#### Goal 1:
Which telecommunications services does the excerpt on telecommunications deregulation say competition has already replaced regulation for?
#### Goal 2:
Write what follows the last sentence of the excerpt on telecommunications deregulation, continuing from that point.

* begin Source excerpt *

As the telecommunications policy review panel noted in its final report, the telecommunications sector has evolved through technological change and innovation to a point in most markets where it is now safe to move away from continued regulatory oversight and to begin to place greater reliance on market forces. Indeed, competition has already replaced regulation for a number of telecommunications services, such as long distance, the Internet, and wireless. Local telephony is the next step in this transition.
As deregulation continues, the bureau will have an increasing role in encouraging and maintaining competition in the telecommunications sector. This means that it will be competition and market forces, not a regulator, that will discipline the activities of the industry and will determine prices and levels of service. The bureau's role will be as it is with any industry: to intervene only in those specific circumstances where anti-competitive conduct threatens the proper functioning of the market. It will not consist of ongoing regulatory oversight.
Nonetheless, the bureau anticipates that it will initially see an increase in the level of complaints in this industry. In this regard, we have been developing and refining our tools and resources. The bureau recently supplemented its general abuse-of-dominance enforcement guidelines with a draft information bulletin on abuse of dominance in the telecommunications industry. This document sets out the specific types of conduct the bureau believes could result in enforcement action under the act. The purpose of this bulletin is to provide clarity for industry participants on the conditions that must be met under the Competition Act before the Competition Tribunal can issue a remedial order. The bureau has recently completed its consultations with interested parties and is in the process of finalizing the bulletin for release later this spring.
As a final point, I would note that the TPRP recommended that the Bureau and the CRTC collaborate on finding ways to make the best use of our respective areas of expertise. In this regard, even before the publication of the panel's final report, we were working to improve the level of cooperation between our two agencies. Subsequent to the release of the final report, we put in place a working group to follow up on the panel's recommendations. This provided a valuable forum for the Bureau to draw on the expertise of staff of the CRTC as we developed the Telecom Abuse Bulletin. Subject to the limits imposed by the existing legislative framework, we believe that there is scope for even further cooperation and information sharing and I look forward to working with the new chair, Konrad von Finckenstein, in this regard.

* end Source excerpt *
* begin Extracted entries *

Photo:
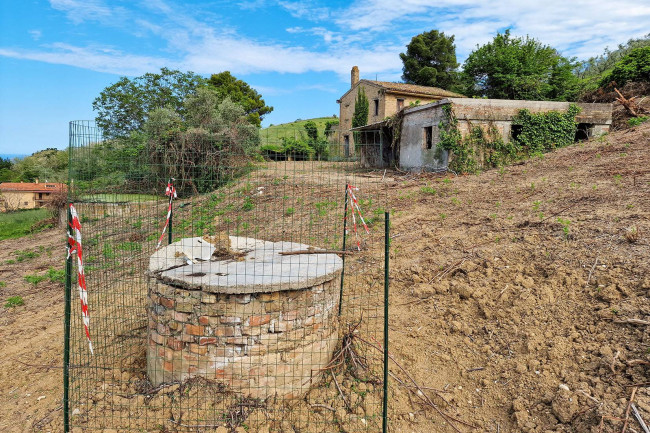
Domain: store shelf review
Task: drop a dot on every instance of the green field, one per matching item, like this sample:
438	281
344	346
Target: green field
119	198
296	129
18	223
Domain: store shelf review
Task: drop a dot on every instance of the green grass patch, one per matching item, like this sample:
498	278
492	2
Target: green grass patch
273	134
19	223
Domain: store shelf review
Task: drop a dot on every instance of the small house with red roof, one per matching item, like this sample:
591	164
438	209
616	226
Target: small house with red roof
24	195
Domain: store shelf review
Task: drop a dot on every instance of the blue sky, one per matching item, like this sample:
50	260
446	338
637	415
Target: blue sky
57	55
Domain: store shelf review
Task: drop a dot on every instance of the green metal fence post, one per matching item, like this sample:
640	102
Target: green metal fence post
171	215
66	336
345	230
386	261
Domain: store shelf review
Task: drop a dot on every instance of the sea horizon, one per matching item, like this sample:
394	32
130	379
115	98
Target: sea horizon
12	155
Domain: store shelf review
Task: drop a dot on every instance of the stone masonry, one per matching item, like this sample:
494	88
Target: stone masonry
259	344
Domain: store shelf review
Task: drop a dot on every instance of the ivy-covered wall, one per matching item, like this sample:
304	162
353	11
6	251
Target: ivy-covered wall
481	144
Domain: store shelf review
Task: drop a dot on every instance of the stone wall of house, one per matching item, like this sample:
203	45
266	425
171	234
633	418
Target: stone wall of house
487	113
258	344
14	200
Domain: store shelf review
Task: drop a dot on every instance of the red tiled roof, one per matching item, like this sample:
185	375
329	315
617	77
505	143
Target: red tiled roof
33	187
413	88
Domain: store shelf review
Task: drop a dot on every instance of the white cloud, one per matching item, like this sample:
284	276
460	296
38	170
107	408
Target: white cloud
370	34
79	11
35	34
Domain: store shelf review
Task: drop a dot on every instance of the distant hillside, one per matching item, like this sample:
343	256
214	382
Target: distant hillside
296	129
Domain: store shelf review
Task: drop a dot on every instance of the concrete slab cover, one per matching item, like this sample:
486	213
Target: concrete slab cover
262	269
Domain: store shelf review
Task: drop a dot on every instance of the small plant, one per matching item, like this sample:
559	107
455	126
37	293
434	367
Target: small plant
56	275
617	179
129	246
35	279
428	190
632	234
14	301
636	121
565	226
25	255
248	204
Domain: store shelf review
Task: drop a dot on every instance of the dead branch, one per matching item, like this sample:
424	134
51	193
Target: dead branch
627	411
420	393
294	253
633	321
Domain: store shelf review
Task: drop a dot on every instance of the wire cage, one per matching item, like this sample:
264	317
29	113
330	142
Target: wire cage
223	287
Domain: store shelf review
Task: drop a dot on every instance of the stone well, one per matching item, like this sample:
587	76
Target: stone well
263	324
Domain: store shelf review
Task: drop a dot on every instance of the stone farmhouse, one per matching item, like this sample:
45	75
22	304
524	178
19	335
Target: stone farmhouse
416	148
385	99
20	195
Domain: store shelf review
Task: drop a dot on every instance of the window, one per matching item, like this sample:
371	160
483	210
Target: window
428	137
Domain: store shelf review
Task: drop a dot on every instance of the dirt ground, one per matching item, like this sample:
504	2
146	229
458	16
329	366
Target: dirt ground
519	299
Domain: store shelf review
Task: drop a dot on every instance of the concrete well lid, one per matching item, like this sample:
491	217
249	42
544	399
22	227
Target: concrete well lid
261	270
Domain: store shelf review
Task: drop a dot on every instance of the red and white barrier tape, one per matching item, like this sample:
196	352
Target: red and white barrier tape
74	243
356	209
170	191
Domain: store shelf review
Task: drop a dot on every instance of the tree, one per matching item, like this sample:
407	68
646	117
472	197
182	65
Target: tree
123	107
600	65
430	60
239	92
209	146
312	130
519	68
635	66
360	116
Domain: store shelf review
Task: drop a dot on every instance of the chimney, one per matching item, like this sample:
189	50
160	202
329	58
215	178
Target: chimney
355	76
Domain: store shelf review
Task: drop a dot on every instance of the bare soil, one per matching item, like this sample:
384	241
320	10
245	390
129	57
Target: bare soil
519	298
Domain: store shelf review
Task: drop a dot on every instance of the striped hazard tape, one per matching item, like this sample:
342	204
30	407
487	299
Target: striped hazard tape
170	191
355	209
74	246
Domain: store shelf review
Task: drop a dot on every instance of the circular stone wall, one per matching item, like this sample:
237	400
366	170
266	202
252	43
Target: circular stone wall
263	324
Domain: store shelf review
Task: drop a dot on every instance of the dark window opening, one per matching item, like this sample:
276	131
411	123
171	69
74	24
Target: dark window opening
428	137
584	131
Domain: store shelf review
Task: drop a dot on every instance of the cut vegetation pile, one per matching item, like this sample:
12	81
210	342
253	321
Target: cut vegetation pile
519	299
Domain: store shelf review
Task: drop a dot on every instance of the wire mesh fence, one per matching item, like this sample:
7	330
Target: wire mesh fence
246	307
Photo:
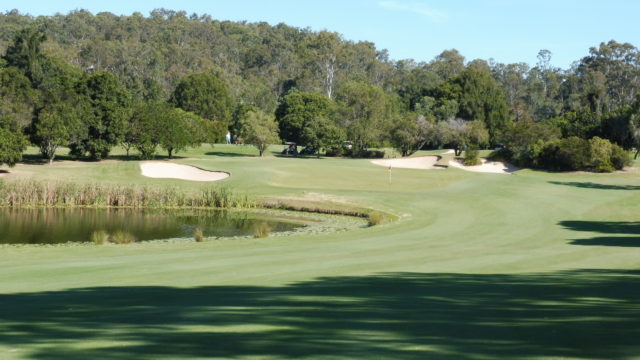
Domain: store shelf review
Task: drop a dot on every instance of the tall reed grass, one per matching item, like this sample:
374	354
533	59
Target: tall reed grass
32	193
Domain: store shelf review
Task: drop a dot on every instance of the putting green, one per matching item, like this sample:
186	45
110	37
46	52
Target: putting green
478	266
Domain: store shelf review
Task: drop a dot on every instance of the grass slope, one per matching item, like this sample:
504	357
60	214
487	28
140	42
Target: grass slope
478	266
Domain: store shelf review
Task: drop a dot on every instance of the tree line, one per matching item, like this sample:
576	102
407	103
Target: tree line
169	81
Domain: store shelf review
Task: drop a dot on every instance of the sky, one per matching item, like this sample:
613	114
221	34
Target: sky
508	31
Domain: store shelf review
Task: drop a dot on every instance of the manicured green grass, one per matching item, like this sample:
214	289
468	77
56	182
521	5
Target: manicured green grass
478	266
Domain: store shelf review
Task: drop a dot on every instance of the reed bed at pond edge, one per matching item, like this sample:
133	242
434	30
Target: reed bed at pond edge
43	194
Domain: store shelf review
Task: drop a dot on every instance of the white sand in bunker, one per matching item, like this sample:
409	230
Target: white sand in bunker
418	162
496	167
167	170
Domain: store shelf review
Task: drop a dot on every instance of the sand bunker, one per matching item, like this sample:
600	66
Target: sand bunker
496	167
418	162
167	170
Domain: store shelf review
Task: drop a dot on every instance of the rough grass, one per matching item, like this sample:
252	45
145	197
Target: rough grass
536	265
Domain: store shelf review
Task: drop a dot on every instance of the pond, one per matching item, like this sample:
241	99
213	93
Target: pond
55	226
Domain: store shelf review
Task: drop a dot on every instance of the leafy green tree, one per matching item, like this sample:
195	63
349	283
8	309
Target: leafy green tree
142	130
411	132
481	99
363	110
297	111
259	130
522	141
205	95
26	54
12	142
463	135
322	133
178	130
53	127
109	107
17	96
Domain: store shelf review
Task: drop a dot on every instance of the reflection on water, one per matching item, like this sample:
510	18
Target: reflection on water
51	226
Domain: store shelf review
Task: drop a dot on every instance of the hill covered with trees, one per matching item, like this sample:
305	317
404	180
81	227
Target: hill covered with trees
173	80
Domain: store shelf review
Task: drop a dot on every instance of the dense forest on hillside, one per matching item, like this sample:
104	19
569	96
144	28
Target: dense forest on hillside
173	80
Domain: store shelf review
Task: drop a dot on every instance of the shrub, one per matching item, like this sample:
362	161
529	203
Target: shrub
261	230
471	157
198	235
576	153
601	151
571	153
99	237
620	157
122	237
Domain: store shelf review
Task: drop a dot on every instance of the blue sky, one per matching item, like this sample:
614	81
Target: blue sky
506	30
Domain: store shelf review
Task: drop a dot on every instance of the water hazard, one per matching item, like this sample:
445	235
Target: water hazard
54	226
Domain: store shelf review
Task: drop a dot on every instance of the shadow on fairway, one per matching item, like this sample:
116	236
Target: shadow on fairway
581	314
592	185
609	241
606	227
33	159
226	154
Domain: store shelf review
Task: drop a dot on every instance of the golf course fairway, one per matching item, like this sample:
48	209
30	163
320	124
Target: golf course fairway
532	265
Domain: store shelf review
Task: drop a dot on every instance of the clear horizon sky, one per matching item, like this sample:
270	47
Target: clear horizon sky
506	30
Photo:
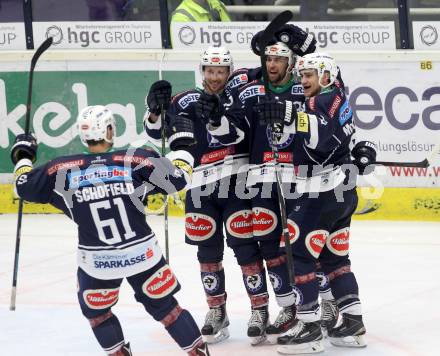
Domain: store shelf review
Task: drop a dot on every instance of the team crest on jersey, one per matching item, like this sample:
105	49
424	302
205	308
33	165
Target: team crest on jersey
251	91
97	175
297	89
276	281
264	221
239	224
212	141
293	233
199	227
282	140
188	99
100	298
160	284
315	242
338	242
345	113
253	282
210	281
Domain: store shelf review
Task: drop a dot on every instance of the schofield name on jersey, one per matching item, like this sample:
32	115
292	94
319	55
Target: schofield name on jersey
188	99
251	91
104	191
95	175
121	261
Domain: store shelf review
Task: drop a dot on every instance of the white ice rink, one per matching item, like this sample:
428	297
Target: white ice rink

* end Extracted entries *

#### Result 1:
Long distance, the Internet, and wireless.

#### Result 2:
We would be pleased to answer any questions that the members may have. Thank you.
It's great to have you here, Commissioner, and congratulations, belatedly. I never had a chance to sit on this committee when you were elevated, and I want to take the time to thank you for the good work you've been doing.
There are a lot of documents and information here that have never been made public, although they've been shared. The order itself by the minister has a number of effects. The first is, of course, it would eliminate two very common tests that are used to assess market power, the first being market-share loss, and the second being evidence of rivalry, with a much more rudimentary competitor presence test.
Given the time it takes to argue or to bring before the bureau a case dealing with abuse of dominance, is it fair to say that these tests, including the fact that the competitor presence test, would no longer have a structured rule of reason paradigm? How do you propose to be able to stop or arrest an anti-competitive abuse-of-dominance situation in a given market, especially given that there's been no market analysis, which usually follows in every other OECD country prior to deregulation taking place?
There are two aspects to your question, first with respect to the tests that are being proposed in the variance of the CRTC's decision. One of those tests is a test that we, the Competition Bureau, developed ourselves to assist the CRTC that was looking for an administratively streamlined and efficient test to apply to determine whether there should be forbearance in the market. So we tried to use our expertise to develop what could be a relatively straightforward test for forbearance purposes, and we believe that's a test that does incorporate many of these elements you're speaking about. It has a rivalry dimension to it; it looks at the nature of the competition between the parties in the marketplace. So that is going to be one of the tests that is available.
With respect to looking at abuse of dominance, should those issues come to us once there is deregulation, following a forbearance order by the CRTC, then we will obviously use the traditional tools we have at our disposal. Richard may wish to add some comment to what I'm talking about. He is responsible for that.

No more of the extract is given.